DATA LISTING:
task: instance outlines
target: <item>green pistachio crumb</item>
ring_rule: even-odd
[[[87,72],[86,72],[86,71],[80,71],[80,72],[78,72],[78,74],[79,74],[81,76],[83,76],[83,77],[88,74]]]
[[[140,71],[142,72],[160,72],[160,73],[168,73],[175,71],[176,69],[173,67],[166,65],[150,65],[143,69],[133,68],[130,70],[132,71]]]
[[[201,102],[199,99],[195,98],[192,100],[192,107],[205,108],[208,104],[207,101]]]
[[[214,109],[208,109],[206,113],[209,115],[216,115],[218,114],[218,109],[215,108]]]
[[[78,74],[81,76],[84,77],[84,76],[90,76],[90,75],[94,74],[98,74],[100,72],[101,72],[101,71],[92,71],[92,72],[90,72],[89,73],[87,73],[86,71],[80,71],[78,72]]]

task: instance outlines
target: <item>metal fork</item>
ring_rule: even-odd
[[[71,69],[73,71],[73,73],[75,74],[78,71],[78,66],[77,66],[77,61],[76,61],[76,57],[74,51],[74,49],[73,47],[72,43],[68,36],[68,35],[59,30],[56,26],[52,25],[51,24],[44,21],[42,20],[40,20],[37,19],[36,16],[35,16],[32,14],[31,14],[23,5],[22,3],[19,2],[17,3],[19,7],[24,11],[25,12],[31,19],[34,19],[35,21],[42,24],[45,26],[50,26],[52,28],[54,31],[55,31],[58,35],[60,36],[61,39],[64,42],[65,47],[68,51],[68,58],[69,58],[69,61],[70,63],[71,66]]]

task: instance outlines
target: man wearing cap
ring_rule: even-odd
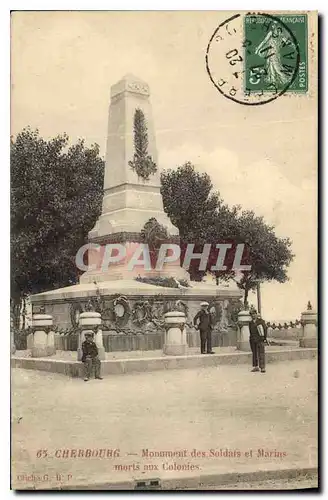
[[[100,376],[100,359],[98,357],[98,347],[93,341],[92,333],[85,334],[85,341],[82,342],[82,363],[84,364],[84,381],[88,382],[92,375],[92,369],[95,369],[95,378],[102,380]]]
[[[202,354],[214,354],[212,351],[212,328],[213,319],[209,311],[209,303],[202,302],[201,310],[194,317],[194,325],[200,333],[200,352]]]
[[[267,341],[267,326],[265,321],[259,317],[257,311],[250,311],[251,321],[249,322],[249,343],[252,350],[253,369],[252,372],[265,373],[265,350],[264,344]]]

WORK INSTRUCTIONS: Reproduce every one of the records above character for character, leaving out the pictures.

SOLUTION TO THE EXERCISE:
task: instance outlines
target: <item>green pistachio crumb</item>
ring_rule: even-odd
[[[87,72],[86,72],[86,71],[80,71],[80,72],[78,72],[78,74],[79,74],[81,76],[83,76],[83,77],[88,74]]]
[[[140,71],[142,72],[160,72],[160,73],[168,73],[175,71],[176,69],[173,67],[166,65],[150,65],[143,69],[133,68],[130,70],[132,71]]]
[[[201,102],[199,99],[195,98],[192,100],[192,107],[205,108],[208,104],[207,101]]]
[[[214,109],[208,109],[206,113],[209,115],[216,115],[218,114],[218,109],[215,108]]]
[[[78,74],[81,76],[84,77],[84,76],[90,76],[90,75],[94,74],[98,74],[100,72],[101,72],[101,71],[92,71],[92,72],[90,72],[89,73],[87,73],[86,71],[80,71],[78,72]]]

task: instance outlines
target: <item>metal fork</item>
ring_rule: even-odd
[[[71,69],[73,71],[73,73],[75,74],[78,71],[78,66],[77,66],[77,61],[76,61],[76,57],[74,51],[74,49],[73,47],[72,43],[68,36],[68,35],[59,30],[56,26],[52,25],[51,24],[44,21],[42,20],[40,20],[37,19],[36,16],[35,16],[32,14],[31,14],[23,5],[22,3],[19,2],[17,3],[19,7],[24,11],[25,12],[31,19],[34,19],[35,21],[42,24],[45,26],[50,26],[52,28],[54,31],[55,31],[58,35],[60,36],[61,39],[64,42],[65,47],[68,51],[68,58],[69,58],[69,61],[70,63],[71,66]]]

task: instance outlines
target: man wearing cap
ring_rule: even-odd
[[[100,376],[100,359],[98,357],[98,347],[93,341],[92,333],[85,334],[85,341],[82,342],[82,363],[84,364],[84,381],[88,382],[92,375],[92,369],[95,369],[95,378],[102,380]]]
[[[202,354],[214,354],[212,351],[212,328],[213,319],[209,311],[209,303],[202,302],[201,310],[194,317],[194,325],[200,333],[200,352]]]
[[[267,341],[267,326],[265,321],[259,317],[257,311],[250,311],[251,321],[249,322],[249,343],[252,350],[253,369],[252,372],[265,373],[265,350],[264,344]]]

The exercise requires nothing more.